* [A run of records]
+++

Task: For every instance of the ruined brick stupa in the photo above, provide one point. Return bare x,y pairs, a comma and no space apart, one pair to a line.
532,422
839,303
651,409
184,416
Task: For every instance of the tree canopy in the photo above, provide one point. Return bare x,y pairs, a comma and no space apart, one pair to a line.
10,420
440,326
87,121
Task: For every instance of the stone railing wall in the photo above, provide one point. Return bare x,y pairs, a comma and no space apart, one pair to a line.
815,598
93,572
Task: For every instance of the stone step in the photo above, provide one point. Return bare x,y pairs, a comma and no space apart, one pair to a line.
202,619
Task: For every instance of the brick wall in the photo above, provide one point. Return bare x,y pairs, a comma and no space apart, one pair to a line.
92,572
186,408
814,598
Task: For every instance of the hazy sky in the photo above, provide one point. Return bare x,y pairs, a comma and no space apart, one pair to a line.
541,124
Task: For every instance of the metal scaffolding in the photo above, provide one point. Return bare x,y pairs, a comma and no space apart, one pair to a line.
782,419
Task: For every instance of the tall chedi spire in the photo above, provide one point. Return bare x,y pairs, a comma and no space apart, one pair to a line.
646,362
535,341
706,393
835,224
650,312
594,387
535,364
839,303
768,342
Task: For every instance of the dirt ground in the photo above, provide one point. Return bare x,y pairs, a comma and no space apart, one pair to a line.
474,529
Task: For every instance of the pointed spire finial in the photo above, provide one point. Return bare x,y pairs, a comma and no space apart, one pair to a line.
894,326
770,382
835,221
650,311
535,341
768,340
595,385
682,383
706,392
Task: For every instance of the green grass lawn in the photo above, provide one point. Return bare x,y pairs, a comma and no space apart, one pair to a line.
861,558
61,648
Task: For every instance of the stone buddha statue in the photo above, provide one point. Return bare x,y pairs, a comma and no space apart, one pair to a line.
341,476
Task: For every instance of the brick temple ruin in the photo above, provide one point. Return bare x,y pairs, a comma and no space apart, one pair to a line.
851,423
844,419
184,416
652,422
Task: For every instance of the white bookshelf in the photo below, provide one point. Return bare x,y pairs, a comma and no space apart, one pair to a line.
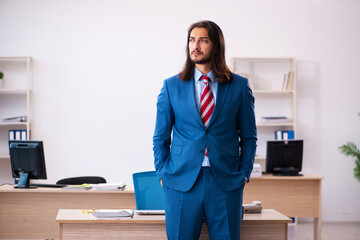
15,98
266,77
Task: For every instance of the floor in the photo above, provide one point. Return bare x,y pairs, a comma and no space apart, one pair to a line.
330,231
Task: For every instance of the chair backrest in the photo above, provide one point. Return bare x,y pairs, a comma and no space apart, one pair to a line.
81,180
149,195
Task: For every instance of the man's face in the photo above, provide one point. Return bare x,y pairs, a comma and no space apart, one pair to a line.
200,46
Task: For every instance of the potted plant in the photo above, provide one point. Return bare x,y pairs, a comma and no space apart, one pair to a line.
1,78
350,149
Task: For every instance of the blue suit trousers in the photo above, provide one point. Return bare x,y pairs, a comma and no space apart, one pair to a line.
221,209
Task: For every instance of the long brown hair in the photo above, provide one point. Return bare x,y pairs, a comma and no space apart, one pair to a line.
219,67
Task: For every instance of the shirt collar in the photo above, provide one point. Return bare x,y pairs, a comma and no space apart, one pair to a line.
198,74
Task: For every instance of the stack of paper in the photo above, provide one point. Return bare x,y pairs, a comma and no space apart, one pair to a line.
109,186
113,213
77,187
257,172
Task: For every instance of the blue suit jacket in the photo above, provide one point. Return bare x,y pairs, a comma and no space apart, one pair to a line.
230,136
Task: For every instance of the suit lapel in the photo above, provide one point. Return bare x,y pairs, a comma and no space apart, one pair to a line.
189,92
220,99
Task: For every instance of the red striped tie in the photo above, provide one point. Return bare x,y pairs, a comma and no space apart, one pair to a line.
207,103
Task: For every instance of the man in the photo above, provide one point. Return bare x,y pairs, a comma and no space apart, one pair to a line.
205,114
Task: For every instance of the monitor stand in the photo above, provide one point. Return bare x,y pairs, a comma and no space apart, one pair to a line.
24,181
286,172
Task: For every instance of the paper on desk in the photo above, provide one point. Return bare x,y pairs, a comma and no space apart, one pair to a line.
109,186
113,213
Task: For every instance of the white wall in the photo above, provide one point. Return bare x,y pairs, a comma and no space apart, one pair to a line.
99,65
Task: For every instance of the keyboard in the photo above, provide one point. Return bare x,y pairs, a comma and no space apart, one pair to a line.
47,185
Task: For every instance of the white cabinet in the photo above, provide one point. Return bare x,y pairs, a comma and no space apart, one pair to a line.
273,99
15,98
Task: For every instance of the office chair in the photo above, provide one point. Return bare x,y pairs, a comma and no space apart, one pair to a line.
149,195
81,180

+++

* [Aim of the task]
Copy out the listing from the line with "Task: For every instance of the man in" through its end, raising every x and y coordinate in the answer points by 135. Keep all other lines unchanged.

* [Result of this task]
Task: For every instance of the man in the photo above, provide one point. Return bare x,y pairs, a comma and no space apart, one pair to a line.
340,249
Task: For every instance of the monitor stand in the photo above, provide one point. Return bare x,y pairs, a comma and no space apart, one pair to a line.
159,316
421,307
Task: For every instance of the paper on desk in the photo above, provide one point. Return bare x,y pairs, a comma and no space apart, one pair to a line.
244,321
248,348
Task: For every instance of the white wall in the photo above, provide one point. Return bare x,y pairs, a comma and no space apart, one pair to a line.
234,200
Task: For every instance of the keyboard in the photo above, provide one point. Return bare x,y pairs, a comma and no space apart, one pair to a line.
182,320
Task: For every instance of the white cabinet in the photo above, provide one point. Return bare x,y pairs, a comma and no space apart, one pair to a line.
408,234
150,233
Task: For every instance of the office chair in the photo above, provide one point. Return bare x,y pairs, a comma and no space apart, one pair to a line.
284,330
216,315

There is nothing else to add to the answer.